### Fragmento del texto
####
Manuela cuida la salud del Libertador pero toma constantemente la temperatura de la fiebre de la pequeñez de los libertados. A veces acierta donde el guerrero se confía. El 26 de marzo de 1828 Bolívar le escribe desde Bogotá: “Gracias doy a la Providencia por tenerte a ti, compañera fiel. Tus consejos son consentidos por mis obligaciones, tuyos son todos mis afectos. Lo que estimas sobre los generales del Grupo “P” (Paula, Padilla, Páez) no debe incomodarte; deja para las preocupaciones de este viejo, todas tus dudas”. El 7 de agosto Manuela confirma: “Tengo a la mano todas las pistas que me han guiado a serias conclusiones de la bajeza en que ha incurrido Santander, y los otros, en prepararle a usted un atentado. Horror de los hororres, usted no me escucha, piensa que sólo soy mujer”. Pero en septiembre de ese año estalla en Bogotá un intento de asesinato contra Bolívar promovido por Francisco de Paula Santander. Los conjurados entran a sangre y fuego en los aposentos del Libertador, quien hace armas. Manuela lo convence de que escape por un balcón y enfrenta ella a los asesinos, para confundirlos. Tras una noche de pesadilla, las milicias aclaman a Bolívar, éste sale a comandarlas. El 2 de octubre de 1830, tras despedirse del poder, se despide de su amor: “Donde te halles, allí mi alma hallará el alivio de tu presencia aunque lejana. Si no tengo a mi Manuela ¡No tengo nada!”


La muerte de Bolívar camino del exilio el 17 de diciembre de 1830 es también la de la Gran Colombia, que rápidamente se desintegra, y un poco la de Manuela, a quien expulsan de la Nueva Granada. Sobrevive a duras penas en Jamaica, de donde vuelve a Guaranda, en Ecuador, para intentar inútilmente cobrar la herencia de su padre. En 1835 el presidente de Ecuador, Vicente Rocafuerte, decide que “por el carácter, talentos, vicios, ambición y prostitución de Manuela Sáenz, debe hacérsele salir del territorio ecuatoriano, para evitar que reanime la llama revolucionaria”. En lo último está completamente acertado. Quien sacrificó su vida por la libertad de los dos países, ahora no encuentra acogida en ninguno.
####
### Qué hacer
a – Resume en pocas líneas el párrafo del texto sobre Manuela Sáenz que empieza con "La muerte de Bolívar camino del exilio" y conserva sus datos principales.
b – Haz una lista de todos los lugares y territorios que se nombran en el texto sobre Manuela Sáenz.
c – Continúa el texto sobre Manuela Sáenz a partir de su última oración.
Este material no tiene nada que ver con el texto.

### Material proporcionado
####
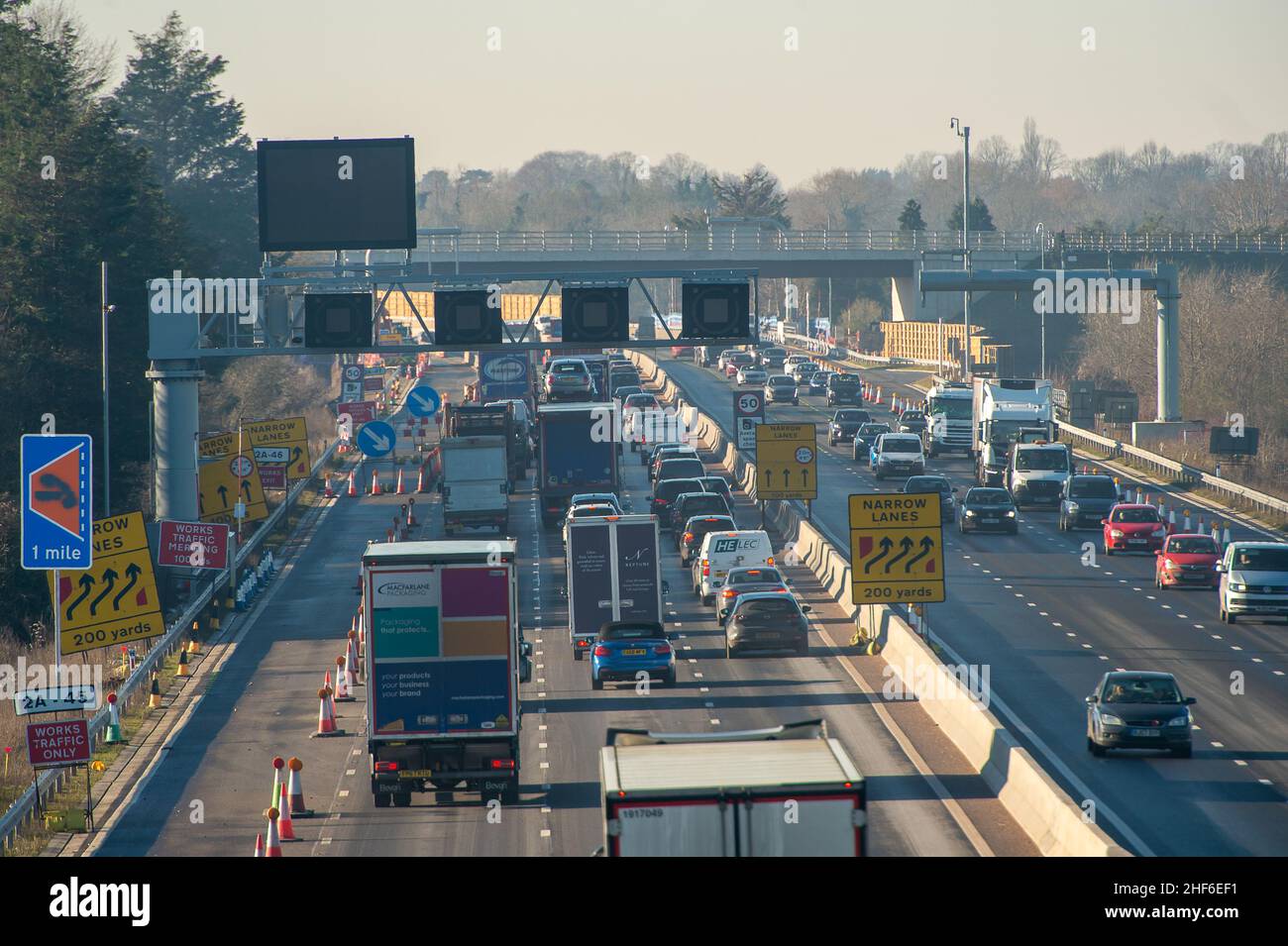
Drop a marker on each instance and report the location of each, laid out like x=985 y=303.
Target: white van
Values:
####
### Respuestas dadas
a – Bolívar muere camino del exilio el 17 de diciembre de 1830. Con él cae también la Gran Colombia, que se desintegra pronto. Manuela es expulsada de la Nueva Granada y sobrevive con dificultad en Jamaica. Luego vuelve a Guaranda, en Ecuador, para cobrar sin éxito la herencia de su padre. En 1835 el presidente ecuatoriano Vicente Rocafuerte ordena sacarla del país para que no reavive la llama revolucionaria. Así, quien lo dio todo por la libertad de ambos países no encuentra refugio en ninguno.

b –
- Bogotá
- Gran Colombia
- Nueva Granada
- Jamaica
- Guaranda
- Ecuador

c –
La peregrina debe huir al Perú, donde se instala en Paita, puerto apenas frecuentado por balleneros y por celebridades que acuden de los confines del mundo a conversar con la Caballeresa, que sobrevive traduciendo correspondencias del inglés, preparando conservas, haciendo cadenetas y encajes, atendiendo enfermos y parturientas con la condición de que sus niños se llamen Simón. Herman Melville, tripulante de un ballenero, acopia las experiencias que le depararán sitial inconmovible en la literatura universal. Giuseppe Garibaldi escribirá después que: “Doña Manuelita de Saenz era la más graciosa y amable matrona que nunca yo haya conocido; ella había sido la amante de Simón Bolívar, y conocía las más menudas circunstancias de la vida de este gran Libertador de América del Sur, cuya vida entera, consagrada a la emancipación de su país, junto a sus grandes virtudes, no lo salvaron del acoso de la envidia y del jesuitismo de sus coterráneos, que le amargaron los últimos días”. Simón Rodríguez conversa largamente y parte para no volver, dirigiéndole la más desgarradora de las despedidas: “Dos soledades no pueden hacerse compañía”.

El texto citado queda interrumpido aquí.